• [Task details]:
Only lines containing the word "door" belong in the answer; copy each one from the records.
+-------+
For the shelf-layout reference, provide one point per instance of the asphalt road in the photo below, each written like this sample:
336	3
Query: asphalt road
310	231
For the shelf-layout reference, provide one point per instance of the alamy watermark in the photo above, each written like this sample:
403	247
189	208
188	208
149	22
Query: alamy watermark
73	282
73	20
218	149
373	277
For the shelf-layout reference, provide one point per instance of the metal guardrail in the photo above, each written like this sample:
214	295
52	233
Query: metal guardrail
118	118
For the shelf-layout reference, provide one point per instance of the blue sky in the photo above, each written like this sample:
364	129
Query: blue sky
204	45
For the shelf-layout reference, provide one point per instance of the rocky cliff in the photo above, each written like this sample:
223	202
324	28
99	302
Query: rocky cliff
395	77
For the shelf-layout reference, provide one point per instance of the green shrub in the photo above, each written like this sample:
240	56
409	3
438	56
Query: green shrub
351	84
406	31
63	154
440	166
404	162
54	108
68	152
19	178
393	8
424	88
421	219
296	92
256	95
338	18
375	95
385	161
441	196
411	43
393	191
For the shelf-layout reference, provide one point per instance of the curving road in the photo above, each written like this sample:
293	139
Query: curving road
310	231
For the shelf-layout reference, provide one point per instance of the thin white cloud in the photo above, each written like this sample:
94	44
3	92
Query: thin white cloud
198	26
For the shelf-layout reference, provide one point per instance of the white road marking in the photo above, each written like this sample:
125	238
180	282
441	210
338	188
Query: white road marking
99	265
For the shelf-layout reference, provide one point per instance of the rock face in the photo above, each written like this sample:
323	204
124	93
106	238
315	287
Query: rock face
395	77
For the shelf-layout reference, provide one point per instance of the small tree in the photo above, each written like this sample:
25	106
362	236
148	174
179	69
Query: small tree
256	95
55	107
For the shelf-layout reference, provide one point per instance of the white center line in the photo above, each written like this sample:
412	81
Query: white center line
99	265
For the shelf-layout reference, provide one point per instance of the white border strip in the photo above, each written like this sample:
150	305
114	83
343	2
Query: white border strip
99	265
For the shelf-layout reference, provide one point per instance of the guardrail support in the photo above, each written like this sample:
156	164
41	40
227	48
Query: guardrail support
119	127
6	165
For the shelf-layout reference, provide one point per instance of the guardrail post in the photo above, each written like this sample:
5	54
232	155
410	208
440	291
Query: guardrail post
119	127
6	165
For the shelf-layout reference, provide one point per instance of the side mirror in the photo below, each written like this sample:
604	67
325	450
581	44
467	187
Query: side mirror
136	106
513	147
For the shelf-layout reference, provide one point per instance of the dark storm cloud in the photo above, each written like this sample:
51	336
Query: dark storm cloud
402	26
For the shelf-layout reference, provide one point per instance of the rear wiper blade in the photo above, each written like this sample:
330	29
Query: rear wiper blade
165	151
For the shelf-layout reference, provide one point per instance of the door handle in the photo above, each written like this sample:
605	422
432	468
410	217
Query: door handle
+-------+
• [Output for this task]:
For the shelf-layout reference, provide one point per instance of the door handle in the photo above, each written like this sample:
Query: door handle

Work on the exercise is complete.